YOUR ASSIGNMENT
Let your answer be the line containing "of the cumulus" and every line below it to the end of the records, copied exactly.

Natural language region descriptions

——————————

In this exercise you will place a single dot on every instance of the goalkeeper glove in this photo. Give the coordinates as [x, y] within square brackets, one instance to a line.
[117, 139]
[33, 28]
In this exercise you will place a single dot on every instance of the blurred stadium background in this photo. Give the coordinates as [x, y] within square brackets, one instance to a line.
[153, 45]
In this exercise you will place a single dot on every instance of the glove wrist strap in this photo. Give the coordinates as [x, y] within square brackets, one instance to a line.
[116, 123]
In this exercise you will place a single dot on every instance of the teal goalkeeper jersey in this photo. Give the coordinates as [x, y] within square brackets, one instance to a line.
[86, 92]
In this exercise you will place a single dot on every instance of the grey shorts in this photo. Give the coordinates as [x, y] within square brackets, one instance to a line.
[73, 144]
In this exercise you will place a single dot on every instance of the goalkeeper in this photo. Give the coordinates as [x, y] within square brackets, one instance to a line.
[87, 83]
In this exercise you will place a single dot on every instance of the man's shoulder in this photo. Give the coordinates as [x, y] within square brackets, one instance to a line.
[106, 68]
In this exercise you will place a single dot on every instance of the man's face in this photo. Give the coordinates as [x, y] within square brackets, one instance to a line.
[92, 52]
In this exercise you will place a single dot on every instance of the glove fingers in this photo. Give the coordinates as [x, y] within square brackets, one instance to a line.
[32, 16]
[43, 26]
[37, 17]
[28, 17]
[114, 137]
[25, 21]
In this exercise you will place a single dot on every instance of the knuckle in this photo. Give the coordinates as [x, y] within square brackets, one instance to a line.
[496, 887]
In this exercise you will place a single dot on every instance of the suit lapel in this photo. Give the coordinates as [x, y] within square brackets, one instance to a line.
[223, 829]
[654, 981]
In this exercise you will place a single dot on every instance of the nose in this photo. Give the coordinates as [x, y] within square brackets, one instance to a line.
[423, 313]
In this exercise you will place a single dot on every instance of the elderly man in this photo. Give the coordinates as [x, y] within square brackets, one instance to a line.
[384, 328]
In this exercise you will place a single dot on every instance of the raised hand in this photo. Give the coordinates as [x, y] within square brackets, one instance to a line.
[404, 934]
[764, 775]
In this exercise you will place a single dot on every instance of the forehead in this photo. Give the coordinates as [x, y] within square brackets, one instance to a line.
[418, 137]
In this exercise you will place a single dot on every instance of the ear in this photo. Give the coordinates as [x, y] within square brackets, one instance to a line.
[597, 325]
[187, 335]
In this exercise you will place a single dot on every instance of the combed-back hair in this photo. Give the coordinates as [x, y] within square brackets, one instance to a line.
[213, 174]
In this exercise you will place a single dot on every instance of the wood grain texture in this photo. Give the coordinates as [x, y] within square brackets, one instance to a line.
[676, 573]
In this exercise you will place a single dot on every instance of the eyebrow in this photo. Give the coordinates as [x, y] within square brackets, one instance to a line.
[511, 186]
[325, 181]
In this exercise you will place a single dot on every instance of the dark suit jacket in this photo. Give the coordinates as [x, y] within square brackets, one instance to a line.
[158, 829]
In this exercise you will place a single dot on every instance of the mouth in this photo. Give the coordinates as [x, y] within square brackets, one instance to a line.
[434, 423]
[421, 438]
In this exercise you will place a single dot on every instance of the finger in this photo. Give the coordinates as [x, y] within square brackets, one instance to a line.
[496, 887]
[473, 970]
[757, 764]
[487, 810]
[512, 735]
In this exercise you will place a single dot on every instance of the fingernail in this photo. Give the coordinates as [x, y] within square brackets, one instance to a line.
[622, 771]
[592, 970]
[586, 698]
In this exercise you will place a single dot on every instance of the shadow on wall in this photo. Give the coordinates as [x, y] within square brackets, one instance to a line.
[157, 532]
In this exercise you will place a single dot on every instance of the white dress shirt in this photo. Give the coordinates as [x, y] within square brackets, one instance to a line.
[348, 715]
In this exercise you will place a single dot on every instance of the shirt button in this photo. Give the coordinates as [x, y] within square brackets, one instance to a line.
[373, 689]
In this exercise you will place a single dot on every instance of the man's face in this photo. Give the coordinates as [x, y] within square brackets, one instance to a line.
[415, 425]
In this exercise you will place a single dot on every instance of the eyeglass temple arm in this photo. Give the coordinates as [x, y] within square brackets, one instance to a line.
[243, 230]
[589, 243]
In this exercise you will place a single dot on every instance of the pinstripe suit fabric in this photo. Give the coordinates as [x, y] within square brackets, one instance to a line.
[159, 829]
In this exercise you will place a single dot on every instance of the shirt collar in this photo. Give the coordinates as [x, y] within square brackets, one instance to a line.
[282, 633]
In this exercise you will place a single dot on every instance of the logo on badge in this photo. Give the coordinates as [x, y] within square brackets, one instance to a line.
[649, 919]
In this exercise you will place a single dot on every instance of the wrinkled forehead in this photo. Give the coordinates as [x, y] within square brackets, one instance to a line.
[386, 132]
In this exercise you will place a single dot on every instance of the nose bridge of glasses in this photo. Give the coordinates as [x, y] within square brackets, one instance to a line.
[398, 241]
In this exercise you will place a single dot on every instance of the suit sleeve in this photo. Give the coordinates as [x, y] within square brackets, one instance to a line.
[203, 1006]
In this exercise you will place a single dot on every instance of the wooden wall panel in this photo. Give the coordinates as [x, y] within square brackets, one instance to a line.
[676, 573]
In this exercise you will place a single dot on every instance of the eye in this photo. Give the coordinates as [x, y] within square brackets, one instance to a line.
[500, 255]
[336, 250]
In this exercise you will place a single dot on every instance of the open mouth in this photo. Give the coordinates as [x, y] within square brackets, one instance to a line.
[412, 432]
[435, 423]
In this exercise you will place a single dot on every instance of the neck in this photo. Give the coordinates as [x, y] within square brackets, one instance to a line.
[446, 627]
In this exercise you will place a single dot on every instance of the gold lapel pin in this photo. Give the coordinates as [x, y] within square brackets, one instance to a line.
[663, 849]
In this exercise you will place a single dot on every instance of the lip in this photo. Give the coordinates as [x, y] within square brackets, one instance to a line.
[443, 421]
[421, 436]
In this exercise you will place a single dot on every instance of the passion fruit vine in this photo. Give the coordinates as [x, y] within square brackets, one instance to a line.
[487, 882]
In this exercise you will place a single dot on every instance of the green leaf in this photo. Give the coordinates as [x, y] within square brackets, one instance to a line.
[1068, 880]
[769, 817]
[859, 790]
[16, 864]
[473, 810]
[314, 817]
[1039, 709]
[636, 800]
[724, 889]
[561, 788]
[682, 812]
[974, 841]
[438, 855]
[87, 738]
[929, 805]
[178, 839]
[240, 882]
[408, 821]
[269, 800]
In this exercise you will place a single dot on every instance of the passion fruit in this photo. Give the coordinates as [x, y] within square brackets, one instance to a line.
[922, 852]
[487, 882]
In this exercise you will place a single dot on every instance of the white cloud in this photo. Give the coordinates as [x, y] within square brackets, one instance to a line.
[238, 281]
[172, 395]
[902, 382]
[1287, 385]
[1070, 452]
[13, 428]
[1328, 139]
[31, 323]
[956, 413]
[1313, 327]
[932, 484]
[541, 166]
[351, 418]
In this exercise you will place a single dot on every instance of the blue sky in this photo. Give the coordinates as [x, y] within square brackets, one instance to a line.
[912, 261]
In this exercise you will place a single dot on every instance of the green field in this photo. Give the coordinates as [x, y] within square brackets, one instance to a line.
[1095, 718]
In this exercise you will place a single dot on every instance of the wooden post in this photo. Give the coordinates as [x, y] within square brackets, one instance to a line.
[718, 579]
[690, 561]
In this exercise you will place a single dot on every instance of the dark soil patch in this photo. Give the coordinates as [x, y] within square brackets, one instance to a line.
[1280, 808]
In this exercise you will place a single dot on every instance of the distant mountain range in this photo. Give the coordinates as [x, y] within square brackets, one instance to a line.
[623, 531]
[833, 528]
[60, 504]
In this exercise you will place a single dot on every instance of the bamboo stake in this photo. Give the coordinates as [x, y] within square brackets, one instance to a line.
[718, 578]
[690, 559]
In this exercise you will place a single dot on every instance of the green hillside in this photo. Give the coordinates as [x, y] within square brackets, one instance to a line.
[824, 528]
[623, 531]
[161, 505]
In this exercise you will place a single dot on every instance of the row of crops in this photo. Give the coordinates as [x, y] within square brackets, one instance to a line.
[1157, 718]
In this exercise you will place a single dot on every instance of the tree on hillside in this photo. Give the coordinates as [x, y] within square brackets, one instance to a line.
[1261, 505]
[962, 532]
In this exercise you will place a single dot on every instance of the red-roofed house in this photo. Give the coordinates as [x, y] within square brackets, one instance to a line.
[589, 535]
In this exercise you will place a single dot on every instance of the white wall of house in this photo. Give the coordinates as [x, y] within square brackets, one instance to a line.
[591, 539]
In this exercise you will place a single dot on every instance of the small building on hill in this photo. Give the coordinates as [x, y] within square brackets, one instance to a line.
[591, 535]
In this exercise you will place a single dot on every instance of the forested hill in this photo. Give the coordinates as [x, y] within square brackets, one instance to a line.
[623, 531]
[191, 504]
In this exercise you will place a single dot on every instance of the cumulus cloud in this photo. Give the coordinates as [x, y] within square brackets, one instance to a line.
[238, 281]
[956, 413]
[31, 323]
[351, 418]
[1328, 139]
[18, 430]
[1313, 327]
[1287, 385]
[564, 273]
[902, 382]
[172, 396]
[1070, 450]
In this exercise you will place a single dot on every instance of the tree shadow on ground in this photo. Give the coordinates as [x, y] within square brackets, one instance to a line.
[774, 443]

——————————

COMPLETED EXERCISE
In this exercise you will place a single dot on every instance of the cumulus cloud in this photo. Give the coordinates as [x, y] within square brackets, one instance to a line.
[238, 281]
[956, 413]
[31, 323]
[351, 418]
[1328, 139]
[18, 430]
[1313, 327]
[1287, 385]
[564, 273]
[902, 382]
[172, 396]
[1070, 450]
In this exercise you will place a single dot on every instance of the tree shadow on ground in this photo. Give the coordinates as [x, y] within square brackets, one instance to a line.
[774, 443]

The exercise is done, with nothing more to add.